Stored data:
════════════════════
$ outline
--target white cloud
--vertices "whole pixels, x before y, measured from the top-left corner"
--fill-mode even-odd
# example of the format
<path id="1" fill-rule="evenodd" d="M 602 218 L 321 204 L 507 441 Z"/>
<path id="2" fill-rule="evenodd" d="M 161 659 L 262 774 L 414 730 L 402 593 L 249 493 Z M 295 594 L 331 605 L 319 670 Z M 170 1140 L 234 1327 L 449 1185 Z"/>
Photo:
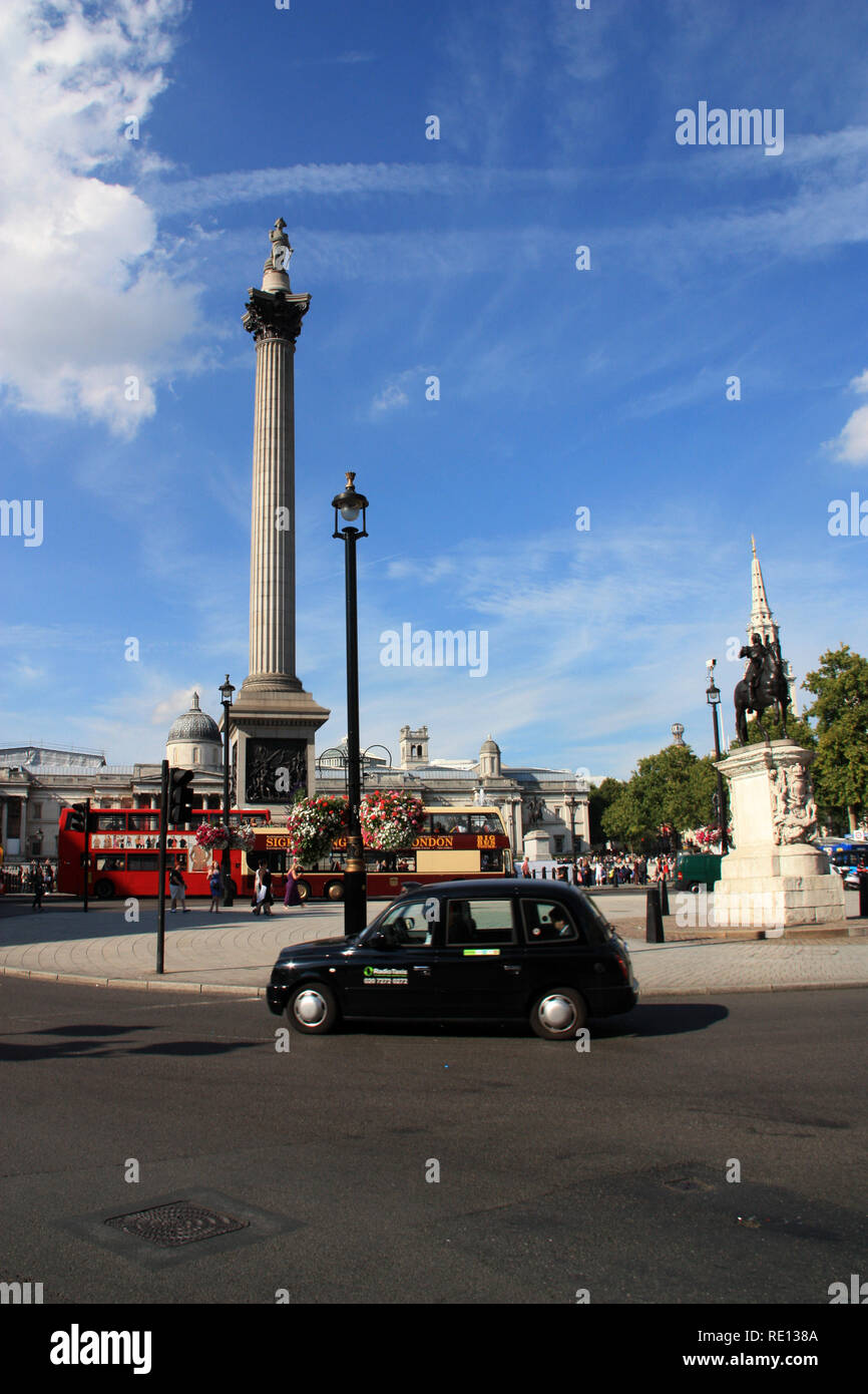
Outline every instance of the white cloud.
<path id="1" fill-rule="evenodd" d="M 378 392 L 371 403 L 368 413 L 371 421 L 380 421 L 386 413 L 408 407 L 411 390 L 419 401 L 424 401 L 428 372 L 428 368 L 417 365 L 415 368 L 405 368 L 403 372 L 393 374 L 382 392 Z"/>
<path id="2" fill-rule="evenodd" d="M 837 460 L 846 464 L 868 463 L 868 407 L 860 407 L 835 441 L 826 442 Z"/>
<path id="3" fill-rule="evenodd" d="M 390 382 L 387 388 L 376 395 L 371 403 L 371 411 L 373 415 L 382 415 L 385 411 L 394 411 L 396 407 L 407 407 L 410 404 L 410 397 L 404 388 L 398 386 L 397 382 Z"/>
<path id="4" fill-rule="evenodd" d="M 106 177 L 145 149 L 183 13 L 183 0 L 114 0 L 107 14 L 68 0 L 49 21 L 36 0 L 3 6 L 0 298 L 14 330 L 0 382 L 25 410 L 131 435 L 196 328 L 196 289 L 160 265 L 152 210 Z M 139 141 L 124 137 L 130 116 Z"/>

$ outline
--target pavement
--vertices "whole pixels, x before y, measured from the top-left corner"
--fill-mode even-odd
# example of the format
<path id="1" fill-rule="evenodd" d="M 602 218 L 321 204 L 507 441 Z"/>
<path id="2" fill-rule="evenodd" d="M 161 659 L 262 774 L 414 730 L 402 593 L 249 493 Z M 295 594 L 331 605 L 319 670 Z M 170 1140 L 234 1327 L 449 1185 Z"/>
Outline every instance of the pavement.
<path id="1" fill-rule="evenodd" d="M 85 914 L 77 902 L 47 898 L 42 912 L 26 898 L 0 902 L 0 976 L 52 979 L 99 987 L 265 997 L 272 966 L 287 944 L 343 934 L 343 907 L 313 903 L 272 916 L 251 914 L 247 902 L 220 914 L 191 902 L 183 914 L 166 912 L 164 973 L 156 973 L 156 906 L 144 905 L 128 923 L 123 902 L 98 903 Z M 372 920 L 386 902 L 371 902 Z M 77 907 L 72 909 L 71 905 Z M 645 942 L 644 914 L 627 906 L 616 913 L 600 896 L 603 913 L 628 940 L 641 994 L 694 997 L 715 993 L 787 991 L 868 986 L 868 923 L 847 920 L 819 931 L 787 931 L 784 938 L 684 938 L 676 916 L 663 920 L 665 944 Z"/>

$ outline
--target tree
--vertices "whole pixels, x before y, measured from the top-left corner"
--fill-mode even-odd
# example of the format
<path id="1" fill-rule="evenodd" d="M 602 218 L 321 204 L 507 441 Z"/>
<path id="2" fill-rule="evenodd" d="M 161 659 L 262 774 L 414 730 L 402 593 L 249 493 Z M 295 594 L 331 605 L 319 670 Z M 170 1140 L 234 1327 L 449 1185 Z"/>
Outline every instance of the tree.
<path id="1" fill-rule="evenodd" d="M 588 792 L 588 822 L 591 846 L 598 846 L 600 842 L 606 841 L 606 835 L 602 827 L 602 817 L 606 809 L 619 797 L 619 795 L 627 788 L 623 779 L 606 778 L 599 785 L 591 785 Z"/>
<path id="2" fill-rule="evenodd" d="M 868 807 L 868 661 L 848 644 L 828 650 L 803 687 L 816 698 L 805 711 L 816 722 L 816 799 L 846 809 L 853 832 Z"/>
<path id="3" fill-rule="evenodd" d="M 656 843 L 667 824 L 679 831 L 711 820 L 716 771 L 712 760 L 698 760 L 690 746 L 666 746 L 638 763 L 602 815 L 606 836 L 638 848 Z"/>

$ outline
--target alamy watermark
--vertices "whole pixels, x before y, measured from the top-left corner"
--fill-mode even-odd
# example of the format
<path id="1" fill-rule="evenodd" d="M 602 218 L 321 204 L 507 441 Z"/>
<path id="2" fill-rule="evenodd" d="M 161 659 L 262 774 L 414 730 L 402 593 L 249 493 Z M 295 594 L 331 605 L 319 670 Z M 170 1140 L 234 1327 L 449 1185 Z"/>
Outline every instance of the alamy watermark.
<path id="1" fill-rule="evenodd" d="M 0 499 L 0 537 L 22 537 L 42 546 L 42 499 Z"/>
<path id="2" fill-rule="evenodd" d="M 488 673 L 486 629 L 414 629 L 401 625 L 380 634 L 383 668 L 468 668 L 471 677 Z"/>
<path id="3" fill-rule="evenodd" d="M 829 537 L 868 537 L 868 499 L 858 492 L 850 492 L 847 499 L 832 499 L 829 503 Z"/>
<path id="4" fill-rule="evenodd" d="M 783 155 L 783 107 L 731 107 L 699 102 L 694 112 L 683 106 L 676 112 L 679 145 L 764 145 L 765 155 Z"/>
<path id="5" fill-rule="evenodd" d="M 726 898 L 715 898 L 701 885 L 697 894 L 679 891 L 676 895 L 676 924 L 692 928 L 748 928 L 783 930 L 783 891 L 727 891 Z"/>

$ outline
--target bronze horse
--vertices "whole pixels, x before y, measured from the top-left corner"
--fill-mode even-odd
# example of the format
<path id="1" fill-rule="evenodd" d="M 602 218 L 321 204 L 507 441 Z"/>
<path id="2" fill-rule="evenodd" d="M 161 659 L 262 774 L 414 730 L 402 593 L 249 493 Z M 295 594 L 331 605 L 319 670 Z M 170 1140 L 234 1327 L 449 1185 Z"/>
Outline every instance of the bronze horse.
<path id="1" fill-rule="evenodd" d="M 751 700 L 751 689 L 747 677 L 743 677 L 740 683 L 736 684 L 733 693 L 733 701 L 736 704 L 736 735 L 743 746 L 747 746 L 747 712 L 757 712 L 757 725 L 768 740 L 769 735 L 762 725 L 764 712 L 769 707 L 775 708 L 775 715 L 780 718 L 780 726 L 783 735 L 787 735 L 787 708 L 790 705 L 790 684 L 783 668 L 783 661 L 780 657 L 780 647 L 776 650 L 772 645 L 759 645 L 762 650 L 762 669 L 757 682 L 755 697 Z M 740 658 L 755 658 L 757 645 L 754 648 L 744 647 L 738 654 Z"/>

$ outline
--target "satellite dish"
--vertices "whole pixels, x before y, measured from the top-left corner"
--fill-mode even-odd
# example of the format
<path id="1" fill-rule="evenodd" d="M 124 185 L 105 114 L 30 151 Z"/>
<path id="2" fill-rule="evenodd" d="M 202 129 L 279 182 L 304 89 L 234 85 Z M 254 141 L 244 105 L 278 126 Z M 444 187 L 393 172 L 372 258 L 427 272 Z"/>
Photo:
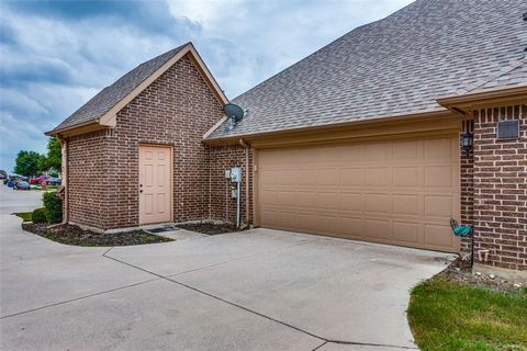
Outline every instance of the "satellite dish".
<path id="1" fill-rule="evenodd" d="M 244 110 L 234 103 L 227 103 L 225 106 L 223 106 L 223 112 L 225 112 L 227 117 L 234 117 L 236 122 L 242 121 L 245 114 Z"/>

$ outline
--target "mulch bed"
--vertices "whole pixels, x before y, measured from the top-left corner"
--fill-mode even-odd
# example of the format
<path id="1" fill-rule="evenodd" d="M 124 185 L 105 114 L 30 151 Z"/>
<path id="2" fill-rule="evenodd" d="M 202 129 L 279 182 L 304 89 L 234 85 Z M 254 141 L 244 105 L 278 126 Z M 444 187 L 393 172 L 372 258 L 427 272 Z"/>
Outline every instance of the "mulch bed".
<path id="1" fill-rule="evenodd" d="M 438 275 L 447 276 L 448 279 L 462 284 L 490 288 L 494 292 L 515 292 L 525 287 L 525 284 L 496 275 L 484 274 L 476 271 L 472 272 L 470 261 L 461 258 L 453 261 Z"/>
<path id="2" fill-rule="evenodd" d="M 178 224 L 177 227 L 186 230 L 206 234 L 206 235 L 217 235 L 217 234 L 239 231 L 239 229 L 233 225 L 215 224 L 212 222 Z"/>
<path id="3" fill-rule="evenodd" d="M 23 223 L 22 229 L 60 244 L 76 246 L 111 247 L 173 241 L 172 239 L 146 233 L 145 230 L 97 234 L 90 230 L 82 230 L 74 225 L 59 225 L 53 228 L 48 228 L 48 226 L 49 224 L 45 223 Z"/>

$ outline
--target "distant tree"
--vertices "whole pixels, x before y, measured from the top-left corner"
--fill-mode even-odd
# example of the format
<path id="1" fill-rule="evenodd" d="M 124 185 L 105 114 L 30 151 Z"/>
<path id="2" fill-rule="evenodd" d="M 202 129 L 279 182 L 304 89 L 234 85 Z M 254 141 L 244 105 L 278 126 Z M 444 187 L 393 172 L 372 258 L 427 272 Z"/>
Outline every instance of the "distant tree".
<path id="1" fill-rule="evenodd" d="M 14 172 L 20 176 L 31 177 L 41 172 L 43 155 L 35 151 L 21 150 L 14 161 Z"/>

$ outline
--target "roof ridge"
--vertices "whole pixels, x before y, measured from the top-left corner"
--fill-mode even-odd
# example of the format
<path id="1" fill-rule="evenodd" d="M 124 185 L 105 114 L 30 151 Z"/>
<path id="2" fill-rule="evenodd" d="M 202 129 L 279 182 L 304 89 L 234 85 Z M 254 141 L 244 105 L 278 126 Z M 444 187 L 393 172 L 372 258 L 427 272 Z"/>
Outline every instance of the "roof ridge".
<path id="1" fill-rule="evenodd" d="M 239 99 L 239 98 L 244 97 L 245 94 L 247 94 L 247 93 L 256 90 L 258 87 L 262 86 L 264 83 L 268 82 L 269 80 L 273 79 L 274 77 L 277 77 L 277 76 L 279 76 L 279 75 L 282 75 L 282 73 L 285 72 L 287 70 L 292 69 L 292 68 L 295 67 L 296 65 L 300 65 L 301 63 L 306 61 L 307 59 L 310 59 L 310 58 L 312 58 L 313 56 L 319 54 L 321 52 L 323 52 L 323 50 L 326 49 L 327 47 L 330 47 L 330 46 L 333 46 L 335 43 L 344 39 L 345 37 L 347 37 L 348 35 L 350 35 L 352 32 L 356 32 L 356 31 L 359 31 L 359 30 L 365 30 L 366 27 L 372 26 L 372 25 L 374 25 L 374 24 L 379 24 L 380 22 L 382 22 L 382 21 L 384 21 L 384 20 L 386 20 L 386 19 L 389 19 L 389 18 L 394 18 L 394 16 L 399 15 L 399 13 L 400 13 L 401 11 L 406 10 L 408 7 L 415 4 L 415 3 L 418 2 L 418 1 L 419 1 L 419 0 L 414 1 L 414 2 L 411 2 L 411 3 L 408 3 L 407 5 L 405 5 L 404 8 L 399 9 L 397 11 L 395 11 L 395 12 L 393 12 L 393 13 L 390 13 L 389 15 L 386 15 L 386 16 L 384 16 L 384 18 L 382 18 L 382 19 L 379 19 L 379 20 L 377 20 L 377 21 L 369 22 L 369 23 L 365 23 L 365 24 L 361 24 L 361 25 L 356 26 L 355 29 L 346 32 L 345 34 L 343 34 L 343 35 L 338 36 L 337 38 L 335 38 L 334 41 L 329 42 L 328 44 L 326 44 L 326 45 L 324 45 L 324 46 L 315 49 L 313 53 L 311 53 L 310 55 L 305 56 L 304 58 L 301 58 L 300 60 L 291 64 L 290 66 L 288 66 L 288 67 L 285 67 L 285 68 L 283 68 L 283 69 L 281 69 L 281 70 L 279 70 L 278 72 L 276 72 L 276 73 L 272 75 L 271 77 L 262 80 L 261 82 L 259 82 L 259 83 L 256 84 L 255 87 L 253 87 L 253 88 L 250 88 L 249 90 L 240 93 L 239 95 L 237 95 L 236 98 L 234 98 L 233 101 L 235 101 L 236 99 Z"/>
<path id="2" fill-rule="evenodd" d="M 491 78 L 482 78 L 482 79 L 478 80 L 476 82 L 474 82 L 472 86 L 468 87 L 467 89 L 464 89 L 464 88 L 459 89 L 457 94 L 458 95 L 466 94 L 466 93 L 470 93 L 474 90 L 478 90 L 478 88 L 484 87 L 486 83 L 489 83 L 493 80 L 496 80 L 497 78 L 500 78 L 502 76 L 505 76 L 505 75 L 509 73 L 511 71 L 515 70 L 518 67 L 522 67 L 525 64 L 527 64 L 527 54 L 524 54 L 524 57 L 519 58 L 516 63 L 501 69 L 496 75 L 491 76 Z"/>

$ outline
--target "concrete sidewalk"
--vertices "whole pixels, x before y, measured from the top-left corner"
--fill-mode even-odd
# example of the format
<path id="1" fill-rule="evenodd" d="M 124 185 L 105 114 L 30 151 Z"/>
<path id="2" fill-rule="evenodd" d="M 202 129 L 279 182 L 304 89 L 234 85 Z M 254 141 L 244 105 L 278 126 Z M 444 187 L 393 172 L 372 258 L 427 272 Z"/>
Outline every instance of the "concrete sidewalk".
<path id="1" fill-rule="evenodd" d="M 415 348 L 408 290 L 447 257 L 268 229 L 71 247 L 22 231 L 0 194 L 2 350 Z"/>

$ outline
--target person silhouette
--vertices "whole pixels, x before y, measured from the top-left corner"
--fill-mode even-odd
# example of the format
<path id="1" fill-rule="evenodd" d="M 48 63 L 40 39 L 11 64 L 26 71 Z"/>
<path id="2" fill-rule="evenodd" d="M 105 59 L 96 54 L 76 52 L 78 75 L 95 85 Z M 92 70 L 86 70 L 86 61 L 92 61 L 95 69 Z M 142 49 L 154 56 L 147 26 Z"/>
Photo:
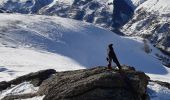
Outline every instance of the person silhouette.
<path id="1" fill-rule="evenodd" d="M 116 54 L 115 54 L 112 46 L 113 46 L 113 44 L 109 44 L 108 49 L 107 49 L 107 58 L 106 59 L 109 62 L 108 69 L 112 69 L 112 60 L 113 60 L 113 62 L 116 63 L 116 65 L 118 66 L 119 70 L 121 70 L 122 67 L 116 57 Z"/>

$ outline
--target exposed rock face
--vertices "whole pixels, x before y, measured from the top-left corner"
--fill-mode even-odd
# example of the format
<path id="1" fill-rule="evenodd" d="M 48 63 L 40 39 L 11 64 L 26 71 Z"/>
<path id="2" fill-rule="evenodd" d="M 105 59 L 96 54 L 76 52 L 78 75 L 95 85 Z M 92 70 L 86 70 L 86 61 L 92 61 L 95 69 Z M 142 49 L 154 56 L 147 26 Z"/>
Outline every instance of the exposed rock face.
<path id="1" fill-rule="evenodd" d="M 159 1 L 157 0 L 158 3 Z M 154 2 L 145 3 L 145 5 L 150 5 L 150 8 L 157 8 L 157 2 L 155 4 Z M 144 37 L 170 55 L 170 12 L 167 11 L 167 13 L 162 14 L 158 11 L 150 11 L 143 6 L 136 9 L 133 18 L 123 26 L 122 32 L 129 36 Z M 166 11 L 166 6 L 162 6 L 162 9 L 164 7 Z"/>
<path id="2" fill-rule="evenodd" d="M 3 81 L 0 82 L 0 91 L 7 89 L 11 85 L 18 85 L 22 82 L 31 82 L 34 86 L 39 86 L 45 79 L 49 78 L 52 74 L 55 74 L 56 71 L 53 69 L 41 70 L 39 72 L 30 73 L 21 77 L 18 77 L 9 82 Z"/>
<path id="3" fill-rule="evenodd" d="M 44 81 L 38 95 L 44 100 L 146 100 L 148 77 L 134 70 L 105 67 L 61 72 Z"/>
<path id="4" fill-rule="evenodd" d="M 41 75 L 41 72 L 36 73 L 37 78 Z M 96 67 L 57 72 L 42 82 L 37 93 L 9 95 L 2 100 L 40 95 L 45 95 L 43 100 L 149 100 L 146 93 L 148 80 L 145 73 L 128 66 L 123 66 L 123 71 Z"/>

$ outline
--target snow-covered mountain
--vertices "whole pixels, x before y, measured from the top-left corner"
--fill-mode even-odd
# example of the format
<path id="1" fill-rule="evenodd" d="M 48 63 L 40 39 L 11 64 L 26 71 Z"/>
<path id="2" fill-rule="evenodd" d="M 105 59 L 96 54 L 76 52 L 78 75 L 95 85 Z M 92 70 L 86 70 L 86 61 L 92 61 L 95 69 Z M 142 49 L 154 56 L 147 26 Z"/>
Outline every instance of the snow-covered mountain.
<path id="1" fill-rule="evenodd" d="M 133 15 L 139 0 L 1 0 L 7 12 L 57 15 L 114 29 Z"/>
<path id="2" fill-rule="evenodd" d="M 47 68 L 61 71 L 107 65 L 109 43 L 114 44 L 121 64 L 168 75 L 155 58 L 163 54 L 141 38 L 120 37 L 92 24 L 59 17 L 0 16 L 0 74 L 5 76 L 1 80 Z M 146 52 L 146 47 L 152 51 Z"/>
<path id="3" fill-rule="evenodd" d="M 170 1 L 146 0 L 135 10 L 122 31 L 130 36 L 142 36 L 156 47 L 170 53 Z"/>
<path id="4" fill-rule="evenodd" d="M 49 68 L 64 71 L 106 66 L 109 43 L 114 44 L 121 64 L 134 66 L 153 80 L 170 80 L 170 68 L 164 67 L 155 56 L 156 53 L 163 54 L 142 38 L 121 37 L 92 24 L 60 17 L 21 14 L 0 16 L 0 81 Z M 167 88 L 152 83 L 149 89 L 152 100 L 169 99 Z M 11 93 L 36 91 L 37 87 L 24 82 L 3 91 L 0 98 Z M 38 98 L 42 100 L 43 97 Z"/>

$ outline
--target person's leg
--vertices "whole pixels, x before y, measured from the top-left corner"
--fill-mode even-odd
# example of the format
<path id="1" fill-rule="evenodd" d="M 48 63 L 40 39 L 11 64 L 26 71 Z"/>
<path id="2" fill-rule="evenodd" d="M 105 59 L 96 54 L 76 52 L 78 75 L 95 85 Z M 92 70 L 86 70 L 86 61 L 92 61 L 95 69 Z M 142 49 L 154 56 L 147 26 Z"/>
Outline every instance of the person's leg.
<path id="1" fill-rule="evenodd" d="M 112 58 L 109 58 L 108 69 L 112 69 Z"/>
<path id="2" fill-rule="evenodd" d="M 118 66 L 119 70 L 122 69 L 122 67 L 121 67 L 121 65 L 120 65 L 120 63 L 119 63 L 119 61 L 118 61 L 118 59 L 116 57 L 113 59 L 113 62 L 116 63 L 116 65 Z"/>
════════════════════
Required work: Give the material from its first line up to and including the line that contains "378 392 L 371" as a Markdown table with the columns Row and Line. Number each row, and omit blank lines and any pictures.

Response for this exercise:
| Row | Line |
|---|---|
| 1 | $ outline |
| 2 | --target white cloud |
| 3 | --vertices "whole pixels, x before y, measured from the top-left corner" |
| 4 | --fill-mode even-odd |
| 5 | # example of the format |
| 6 | <path id="1" fill-rule="evenodd" d="M 602 218 L 321 204 L 507 441 Z"/> |
| 7 | <path id="2" fill-rule="evenodd" d="M 161 659 L 262 774 L 414 730 L 402 593 L 249 493 Z M 295 594 L 331 605 L 319 670 Z M 170 1140 L 234 1327 L 449 1185 Z"/> |
| 8 | Photo: |
| 9 | Outline every instance of the white cloud. |
| 10 | <path id="1" fill-rule="evenodd" d="M 378 392 L 371 403 L 368 413 L 371 421 L 380 421 L 386 413 L 408 407 L 411 390 L 419 401 L 424 401 L 428 372 L 428 368 L 417 365 L 415 368 L 405 368 L 403 372 L 393 374 L 382 392 Z"/> |